What is being asked: Reproduce all of the data exactly.

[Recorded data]
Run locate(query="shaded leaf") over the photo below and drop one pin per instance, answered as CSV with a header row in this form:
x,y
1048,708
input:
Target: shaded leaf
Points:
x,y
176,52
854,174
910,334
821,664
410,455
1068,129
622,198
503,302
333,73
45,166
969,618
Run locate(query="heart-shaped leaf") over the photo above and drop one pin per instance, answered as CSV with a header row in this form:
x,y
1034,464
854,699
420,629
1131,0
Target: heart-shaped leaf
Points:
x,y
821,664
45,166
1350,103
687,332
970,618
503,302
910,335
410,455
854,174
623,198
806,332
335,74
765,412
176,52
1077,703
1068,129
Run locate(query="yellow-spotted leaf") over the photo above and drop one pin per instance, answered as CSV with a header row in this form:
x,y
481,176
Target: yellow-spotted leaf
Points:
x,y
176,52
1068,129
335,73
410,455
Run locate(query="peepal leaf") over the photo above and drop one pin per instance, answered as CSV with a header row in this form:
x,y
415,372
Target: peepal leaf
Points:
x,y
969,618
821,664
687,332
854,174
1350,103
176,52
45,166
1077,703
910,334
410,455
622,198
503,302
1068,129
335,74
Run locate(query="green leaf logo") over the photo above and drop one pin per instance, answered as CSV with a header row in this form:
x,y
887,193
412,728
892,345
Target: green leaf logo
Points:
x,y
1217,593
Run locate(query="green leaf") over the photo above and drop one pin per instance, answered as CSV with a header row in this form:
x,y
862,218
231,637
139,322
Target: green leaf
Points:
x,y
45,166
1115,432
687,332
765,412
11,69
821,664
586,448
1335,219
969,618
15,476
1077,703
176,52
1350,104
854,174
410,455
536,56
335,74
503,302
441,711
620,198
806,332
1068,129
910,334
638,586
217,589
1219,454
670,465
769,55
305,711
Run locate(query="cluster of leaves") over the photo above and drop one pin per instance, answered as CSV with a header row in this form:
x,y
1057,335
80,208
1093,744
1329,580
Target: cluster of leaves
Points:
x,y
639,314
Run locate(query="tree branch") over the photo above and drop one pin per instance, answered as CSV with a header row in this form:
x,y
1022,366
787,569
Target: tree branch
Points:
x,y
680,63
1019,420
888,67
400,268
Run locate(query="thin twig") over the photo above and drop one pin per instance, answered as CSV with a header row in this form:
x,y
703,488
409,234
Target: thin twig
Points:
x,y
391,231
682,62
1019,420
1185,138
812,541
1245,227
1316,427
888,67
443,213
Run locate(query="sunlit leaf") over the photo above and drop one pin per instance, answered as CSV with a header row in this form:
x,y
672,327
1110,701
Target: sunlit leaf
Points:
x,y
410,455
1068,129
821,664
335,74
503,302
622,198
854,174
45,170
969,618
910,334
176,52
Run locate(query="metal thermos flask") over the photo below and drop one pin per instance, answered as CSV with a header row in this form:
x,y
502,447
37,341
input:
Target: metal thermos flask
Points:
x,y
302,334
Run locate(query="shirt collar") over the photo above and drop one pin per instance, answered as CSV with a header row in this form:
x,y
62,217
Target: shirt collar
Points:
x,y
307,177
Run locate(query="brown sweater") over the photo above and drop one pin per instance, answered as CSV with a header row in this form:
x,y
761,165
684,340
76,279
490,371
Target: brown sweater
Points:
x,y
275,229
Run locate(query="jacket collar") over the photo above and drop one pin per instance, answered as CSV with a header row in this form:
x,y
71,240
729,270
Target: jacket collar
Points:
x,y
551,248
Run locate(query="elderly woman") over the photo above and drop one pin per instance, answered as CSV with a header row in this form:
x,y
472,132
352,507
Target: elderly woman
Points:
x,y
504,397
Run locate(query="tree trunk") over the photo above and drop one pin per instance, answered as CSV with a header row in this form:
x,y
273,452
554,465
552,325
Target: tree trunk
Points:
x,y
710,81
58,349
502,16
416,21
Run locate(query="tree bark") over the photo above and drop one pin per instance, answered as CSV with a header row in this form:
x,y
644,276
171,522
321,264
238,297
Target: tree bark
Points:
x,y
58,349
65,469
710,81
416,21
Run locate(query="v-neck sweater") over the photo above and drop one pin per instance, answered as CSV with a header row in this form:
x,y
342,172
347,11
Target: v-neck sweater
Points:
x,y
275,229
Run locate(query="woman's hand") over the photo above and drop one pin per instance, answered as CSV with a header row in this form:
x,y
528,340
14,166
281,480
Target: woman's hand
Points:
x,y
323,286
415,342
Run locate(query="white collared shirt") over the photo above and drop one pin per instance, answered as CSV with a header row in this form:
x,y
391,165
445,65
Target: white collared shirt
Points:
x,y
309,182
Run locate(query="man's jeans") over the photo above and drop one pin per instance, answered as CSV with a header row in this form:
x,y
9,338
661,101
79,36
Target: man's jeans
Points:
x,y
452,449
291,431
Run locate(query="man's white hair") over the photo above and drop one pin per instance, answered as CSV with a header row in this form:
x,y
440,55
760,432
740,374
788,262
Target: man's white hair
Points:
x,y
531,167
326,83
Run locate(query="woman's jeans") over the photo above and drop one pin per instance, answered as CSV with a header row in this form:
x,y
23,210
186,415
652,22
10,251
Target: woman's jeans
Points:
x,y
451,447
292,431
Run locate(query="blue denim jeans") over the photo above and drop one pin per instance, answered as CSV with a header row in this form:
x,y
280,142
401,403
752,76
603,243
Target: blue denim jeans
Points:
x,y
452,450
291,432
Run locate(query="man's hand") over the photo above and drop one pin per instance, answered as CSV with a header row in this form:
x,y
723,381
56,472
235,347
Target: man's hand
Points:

Written response:
Run locate(query="shaded leaf") over the photo below and drop one pin per instance, answered as CSV with a header row in this form:
x,y
1048,708
input:
Target: shaded leaf
Points:
x,y
176,52
854,174
910,334
821,664
410,455
1068,129
622,198
503,302
333,73
45,166
969,618
Run locate(query="heart-shaped leaf") over the photo above and drop one pin per instance, answered as CSV with a header row in this form:
x,y
1034,464
854,699
420,629
1131,0
Target: heart-shaped leaf
Points:
x,y
821,664
45,166
1350,103
687,332
970,618
503,302
910,335
410,455
854,174
623,198
806,332
335,74
765,412
176,52
1077,703
1068,129
Run locate(query="yellow-spotted leaf") over the photo above and drop one pin per instance, answered as CSV with a header row in this form:
x,y
481,176
Target: yellow-spotted leaf
Points:
x,y
176,52
1068,129
335,73
410,455
Run locate(query="peepal leaf") over the photo above and drop one pin per instance, answered as CSV with a header row in this form:
x,y
415,372
Target: peepal leaf
Points:
x,y
969,618
821,664
687,332
854,174
1350,103
176,52
45,166
1077,703
910,334
410,455
622,198
503,302
1068,129
335,74
Run locate(query="green leaf logo") over the photo above and drop one pin per instance, answered as CSV with a header row in this form:
x,y
887,193
412,728
892,345
Target: green leaf logo
Points:
x,y
1217,593
Run locate(query="green leaf") over the photo above and drop one pin per instance, answered as CSV with a header row in this form:
x,y
862,218
231,637
139,322
Target: green leaf
Points:
x,y
45,166
1115,432
687,332
765,412
11,69
821,664
586,448
1335,219
969,618
15,476
1077,703
176,52
1350,104
854,174
410,455
536,56
335,74
503,302
441,711
620,198
806,332
1068,129
910,334
638,586
217,589
1219,454
670,465
769,55
305,711
Run locate(query="cluster of leaves") over the photo above and drop one pin per instance, answered as CSV with a header row in this form:
x,y
1057,335
80,208
1093,744
1329,580
Target: cluster of leaves
Points:
x,y
639,314
Run locate(query="tree branch") over the photo above and drop one pin per instance, answered as CSV with a header row in this form:
x,y
1022,366
787,569
Target: tree branch
Points:
x,y
680,63
1019,420
888,67
400,268
Run locate(query="thin twig") over the photo above and drop one pin per instance, answered as CSV with a header row in this form:
x,y
703,488
409,234
Target: thin twig
Points:
x,y
391,231
682,62
1019,420
1185,138
812,541
1245,227
1316,427
888,67
443,213
Run locate(query="sunlit leaf") over the photo above and drop one pin per instance, answered as CSV with a header row in this form:
x,y
672,327
1110,701
Target: sunlit leaf
Points:
x,y
410,455
1068,129
821,664
335,74
503,302
622,198
854,174
45,170
969,618
910,334
176,52
Run locate(query="metal thermos flask") over the photo below and drop one pin per instance, answered as CSV with a header row in this form:
x,y
502,447
37,341
input:
Target: metal thermos flask
Points:
x,y
302,334
Run locate(query="shirt collar") over the photo above and drop one pin per instance, answered as CSV with a header row in this form:
x,y
62,217
Target: shirt collar
Points:
x,y
307,177
Run locate(query="brown sweater") over the photo above and drop one pin per instance, answered as CSV with a header row in this form:
x,y
761,165
684,340
76,279
490,371
Target: brown sweater
Points:
x,y
275,229
Run locate(query="jacket collar") over the photo above and drop one pin per instance, answered as CSV with a header row in this form:
x,y
71,240
729,270
Target: jacket collar
Points:
x,y
551,248
Run locate(query="elderly woman") over the photo above and drop one pin per instance, answered as CSV with a header row in this form:
x,y
472,132
352,507
Target: elderly woman
Points:
x,y
504,397
Run locate(query="tree trunk") over the photo above and drop one pin per instance, answered as CSV with a header row in this form:
x,y
273,452
554,465
552,325
Target: tree trunk
Points:
x,y
710,81
58,349
502,16
416,21
Run locate(query="tree bark") over the photo above and drop one pin per instance, answered as CSV with a header row in this form:
x,y
644,276
171,522
321,264
238,297
Target: tree bark
Points:
x,y
58,349
65,469
710,81
416,21
Run locate(query="v-neck sweater") over the photo above and drop one pin per instance, answered as CSV with a header row in this form:
x,y
342,172
347,11
Target: v-neck sweater
Points:
x,y
275,229
Run locate(query="woman's hand") over the photo above and drop one pin per instance, answered as CSV with a header row in this form:
x,y
528,340
14,166
281,480
Target: woman's hand
Points:
x,y
323,286
415,342
Run locate(query="white collared shirt") over the photo above and drop one pin per instance, answered as CSV with a header row in this form:
x,y
391,165
445,65
Target: white collared shirt
Points:
x,y
309,182
Run locate(query="man's jeans") over the photo above and drop one pin per instance, answered as CSV with a header row in this form:
x,y
9,338
661,101
79,36
Target: man's jeans
Points:
x,y
452,449
291,431
Run locate(query="man's white hair") over the photo above and drop one pin per instance, answered as CSV with a header row in this form:
x,y
440,55
760,432
740,374
788,262
Target: man's white hair
Points:
x,y
531,167
326,83
Run locate(query="woman's jeans") over the photo above and drop one pin per instance, answered as CSV with a header row in this form:
x,y
23,210
186,415
652,22
10,251
Target: woman's jeans
Points:
x,y
451,447
292,431
Run locate(query="blue denim jeans") over the photo above and drop one pin per instance, answered as CSV with a header row in this form:
x,y
280,142
401,403
752,76
603,243
Target: blue denim jeans
Points:
x,y
452,450
291,432
Run locate(query="man's hand") over the photo above and drop one pin per instance, answered as CSV with a header row in this form:
x,y
723,381
56,472
235,347
Target: man's hand
Points:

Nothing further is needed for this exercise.